Laparoscopy will allow the diagnosis of infertility problems that would otherwise be missed. For instance, a woman who has severe endometriosis can be identified by using ultrasound. A woman with mild endometriosis can only be identified using surgery such as laparoscopy.
Another problem that can only be identified through surgery are pelvic adhesions. Also known as scar tissue, adhesions cannot be seen with ultrasound, x-rays or CT scans. Adhesions can interfere with the ability to conceive if they make it more difficult for the egg to get into the fallopian tube at the time of ovulation.
Many people view laparoscopy as a less invasive surgery than traditional surgery. Traditional surgery requires making an incision in the abdomen which is several centimeters long. This in turn means that the patient has to spend two to three nights in the hospital.
Laparoscopy utilizes one to three smaller incisions. Each incision may be one half a centimeter to a full centimeter in length. Most often, patients who have had a laparoscopy will be able to go home the same day as the surgery. In other words, a hospital stay is not usually required.
Generally, laparoscopy should be reserved for couples who have already completed a more basic infertility evaluation including assessing for ovulation, ovarian reserve, ultrasound and hysterosalpingogram for the female and semen analysis for the male.

**STUDY MATERIAL**.
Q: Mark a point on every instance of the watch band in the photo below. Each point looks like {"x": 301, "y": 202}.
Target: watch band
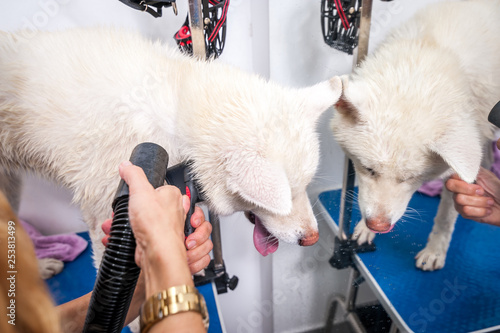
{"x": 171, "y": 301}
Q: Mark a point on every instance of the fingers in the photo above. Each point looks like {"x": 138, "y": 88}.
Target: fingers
---
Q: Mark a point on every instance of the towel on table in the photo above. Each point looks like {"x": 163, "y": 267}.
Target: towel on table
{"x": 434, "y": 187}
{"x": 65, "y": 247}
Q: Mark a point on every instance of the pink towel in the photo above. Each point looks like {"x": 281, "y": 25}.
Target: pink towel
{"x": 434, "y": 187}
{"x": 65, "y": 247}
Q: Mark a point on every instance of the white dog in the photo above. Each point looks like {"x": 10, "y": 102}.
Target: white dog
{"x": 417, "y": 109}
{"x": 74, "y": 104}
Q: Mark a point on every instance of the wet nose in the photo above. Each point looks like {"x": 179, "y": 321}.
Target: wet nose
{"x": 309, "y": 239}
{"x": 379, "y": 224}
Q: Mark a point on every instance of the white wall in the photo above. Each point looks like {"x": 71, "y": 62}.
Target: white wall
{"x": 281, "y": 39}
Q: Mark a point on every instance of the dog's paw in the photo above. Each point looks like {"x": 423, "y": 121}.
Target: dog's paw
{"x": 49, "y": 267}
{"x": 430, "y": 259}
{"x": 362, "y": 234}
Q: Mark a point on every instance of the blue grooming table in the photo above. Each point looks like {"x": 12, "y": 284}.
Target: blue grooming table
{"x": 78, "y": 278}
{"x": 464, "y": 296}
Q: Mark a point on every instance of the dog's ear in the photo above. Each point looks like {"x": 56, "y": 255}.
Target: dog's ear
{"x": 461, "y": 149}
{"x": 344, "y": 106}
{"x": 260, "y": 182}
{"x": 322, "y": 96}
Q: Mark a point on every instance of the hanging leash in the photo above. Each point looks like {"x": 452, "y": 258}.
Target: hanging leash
--
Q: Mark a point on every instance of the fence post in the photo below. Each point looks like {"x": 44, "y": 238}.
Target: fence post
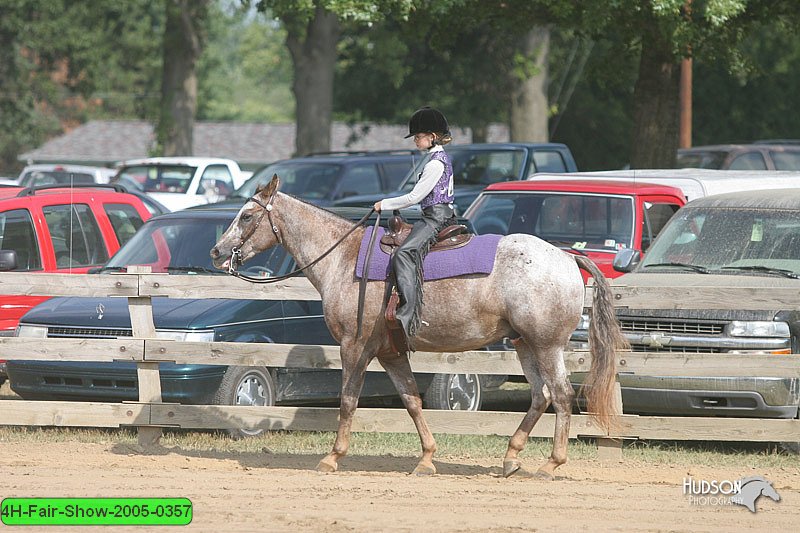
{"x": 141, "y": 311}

**TASK REQUIREMENTS**.
Answer these questions from the passage on laparoscopy.
(a) What is another name for pelvic adhesions?
(b) How many nights must a patient spend in the hospital after traditional surgery?
(c) How long may each laparoscopy incision be?
The material stands apart from the passage on laparoscopy.

**RESULT**.
(a) Scar tissue.
(b) Two to three nights.
(c) One half a centimeter to a full centimeter.